CHALLENGE: Copy every one of the records below line for line, with no changes.

═════ SUPPLIED ENTRIES

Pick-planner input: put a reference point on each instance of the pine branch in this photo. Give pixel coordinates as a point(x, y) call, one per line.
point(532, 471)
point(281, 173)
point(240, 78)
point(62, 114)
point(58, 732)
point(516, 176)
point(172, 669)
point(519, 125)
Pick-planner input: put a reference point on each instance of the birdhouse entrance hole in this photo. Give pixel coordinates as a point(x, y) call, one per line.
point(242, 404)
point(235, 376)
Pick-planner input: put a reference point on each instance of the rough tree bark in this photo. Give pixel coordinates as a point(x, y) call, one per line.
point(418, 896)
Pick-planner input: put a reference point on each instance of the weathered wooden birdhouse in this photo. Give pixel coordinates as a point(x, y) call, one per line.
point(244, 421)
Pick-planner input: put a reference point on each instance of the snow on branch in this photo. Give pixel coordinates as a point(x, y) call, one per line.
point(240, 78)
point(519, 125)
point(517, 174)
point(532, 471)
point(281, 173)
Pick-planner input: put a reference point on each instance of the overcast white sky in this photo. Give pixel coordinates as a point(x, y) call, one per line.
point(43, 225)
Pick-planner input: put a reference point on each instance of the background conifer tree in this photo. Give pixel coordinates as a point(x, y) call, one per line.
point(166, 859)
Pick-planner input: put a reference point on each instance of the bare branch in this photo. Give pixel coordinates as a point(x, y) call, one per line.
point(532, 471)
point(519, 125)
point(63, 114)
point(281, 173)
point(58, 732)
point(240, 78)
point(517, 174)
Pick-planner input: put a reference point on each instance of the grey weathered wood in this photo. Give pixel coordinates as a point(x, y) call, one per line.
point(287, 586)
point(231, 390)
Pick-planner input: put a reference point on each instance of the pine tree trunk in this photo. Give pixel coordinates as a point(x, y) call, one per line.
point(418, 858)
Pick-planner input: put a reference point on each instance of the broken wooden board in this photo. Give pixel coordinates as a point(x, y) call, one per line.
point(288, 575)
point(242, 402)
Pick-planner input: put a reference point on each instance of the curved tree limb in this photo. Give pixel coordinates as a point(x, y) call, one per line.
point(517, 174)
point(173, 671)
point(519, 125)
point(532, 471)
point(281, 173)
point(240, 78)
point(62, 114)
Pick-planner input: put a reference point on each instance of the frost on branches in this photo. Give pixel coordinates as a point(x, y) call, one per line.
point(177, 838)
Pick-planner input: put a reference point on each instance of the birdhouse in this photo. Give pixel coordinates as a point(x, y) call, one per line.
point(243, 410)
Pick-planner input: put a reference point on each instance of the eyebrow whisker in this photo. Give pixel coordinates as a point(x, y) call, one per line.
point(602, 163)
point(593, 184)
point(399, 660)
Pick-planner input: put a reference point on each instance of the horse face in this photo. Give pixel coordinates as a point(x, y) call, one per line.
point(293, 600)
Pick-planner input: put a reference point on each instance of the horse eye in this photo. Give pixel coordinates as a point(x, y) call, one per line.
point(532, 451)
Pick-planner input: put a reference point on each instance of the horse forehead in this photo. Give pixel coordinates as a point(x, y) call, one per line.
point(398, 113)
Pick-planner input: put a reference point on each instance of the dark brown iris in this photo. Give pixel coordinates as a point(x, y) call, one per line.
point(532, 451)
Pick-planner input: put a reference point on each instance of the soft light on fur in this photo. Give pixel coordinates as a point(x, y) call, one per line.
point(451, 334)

══════════

RESULT:
Pick-planner input: put a reference point on each instance of the pine branch in this photo. Give pixel coordinates as a point(x, y) call, one per line.
point(532, 471)
point(281, 173)
point(240, 78)
point(62, 114)
point(58, 732)
point(516, 176)
point(172, 669)
point(519, 125)
Pick-planner input: put a reference point on each instance of the birdhouse entrance hole in this photo. Give pixel coordinates as a point(x, y) call, one per line.
point(242, 404)
point(235, 376)
Pick-planner input: put a reference point on each instance of the rough tree bark in this photo. Give pixel coordinates as a point(x, y) call, one per line.
point(418, 896)
Pick-planner input: put a reference point on each instance of the weathered wooden birdhouse in this photo. Give pixel coordinates as a point(x, y) call, one per line.
point(244, 421)
Pick-planner input: put a reference point on each instance of the snow on branch in this photo. Give pixel coordinates as a point(x, y) call, one per line.
point(240, 78)
point(519, 125)
point(517, 174)
point(532, 471)
point(281, 173)
Pick-planner input: put a reference point on each instance of the overcast white sky in this photo. Give pixel coordinates as a point(x, y) call, one per line.
point(43, 225)
Pick-planner input: put a reference point on each instance of the background conifer tree in this photo. Give pixel coordinates as a point(x, y) call, one per line.
point(166, 859)
Pick-planner input: put a reference point on each instance of the bare branch in this photo. Give pixel coordinates as a point(x, y) call, one per line.
point(532, 471)
point(519, 125)
point(63, 114)
point(281, 173)
point(58, 732)
point(240, 78)
point(517, 174)
Pick-planner input: put a reference point on each instance of the grey weathered wood in this photo. Give pixel coordinates as a point(x, y) call, one per line.
point(287, 586)
point(231, 390)
Pick-planner input: put a reference point on each instance of the pine tree trunk in this photo. Give pixel coordinates as a point(x, y) call, one per line.
point(418, 858)
Pick-planner input: put a reference point on each instance of the broken wooden board in this photo. Give pixel coordinates as a point(x, y) call, one per line.
point(288, 575)
point(242, 402)
Pick-planner input: put a reference point on each instance of the curved tree limb in this photo. Give pixel coordinates as a point(x, y) call, one per line.
point(517, 174)
point(173, 671)
point(519, 125)
point(532, 471)
point(281, 173)
point(240, 78)
point(62, 114)
Pick-planner input: put a reference point on each instance of the frost on branches in this photo. Give pixel coordinates as a point(x, y) call, one per line.
point(177, 838)
Pick-planner input: put a reference point on each instance of the birdhouse in this photo. Give pixel coordinates as a point(x, y) call, one per line.
point(243, 410)
Pick-planner input: put a reference point on each instance of the eyebrow whisker in this photo. Give pixel coordinates as a point(x, y) call, one per line.
point(602, 163)
point(593, 184)
point(399, 660)
Pick-planner input: put a reference point on each instance of the horse face in this photo. Give pixel coordinates as a point(x, y) call, one per line.
point(293, 600)
Pick-planner input: put a reference point on each instance of the horse eye in this photo. Give pixel coordinates as a point(x, y) call, one per line.
point(532, 451)
Pick-planner input: put a reference point on each instance of the horse forehead in this photo. Give pixel coordinates as a point(x, y) call, one per line.
point(398, 113)
Pick-planner input: put a reference point on each instance of the dark brown iris in this photo. Give pixel coordinates as a point(x, y) call, one per line.
point(532, 451)
Pick-planner input: put a reference point on each instance of the soft light on fur in this photo. Give pixel coordinates as a point(x, y) call, one per line.
point(451, 334)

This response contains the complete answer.